▶ **Required work**
Please copy each of the entries below word for word, leaving the pictures out of your copy.

▶ **Records shown**
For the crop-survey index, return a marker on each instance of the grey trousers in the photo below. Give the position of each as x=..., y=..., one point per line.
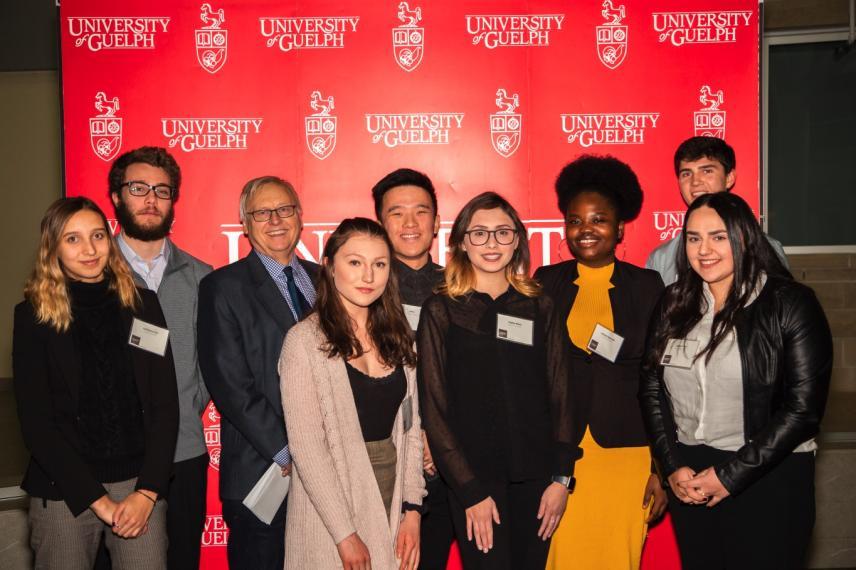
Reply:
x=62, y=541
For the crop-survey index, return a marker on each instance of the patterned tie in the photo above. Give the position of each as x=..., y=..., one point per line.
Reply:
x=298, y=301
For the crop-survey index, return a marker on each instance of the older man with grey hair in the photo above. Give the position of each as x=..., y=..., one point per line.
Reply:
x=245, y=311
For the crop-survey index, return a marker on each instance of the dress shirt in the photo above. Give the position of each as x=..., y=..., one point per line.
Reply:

▶ **Completed exercise**
For the crop-survey index, return a marker on each instance of the grey trousers in the photo below. Give the position of each as x=..., y=..., one point per line.
Reply:
x=62, y=541
For the crop-survey index, return a marker on each instance of the patterned tie in the photo above. Give the position of each as x=..., y=..., one point per line.
Reply:
x=298, y=301
For the crop-survey index, return a marker on each instance of the older man with grey hair in the photo above. Give the position of each as x=..., y=..., one point per line.
Reply:
x=245, y=311
For the crop-survey index, return a marker on each instance of the dress shirt in the photo above. Give the position of each as x=..., y=..., one point per line.
Reply:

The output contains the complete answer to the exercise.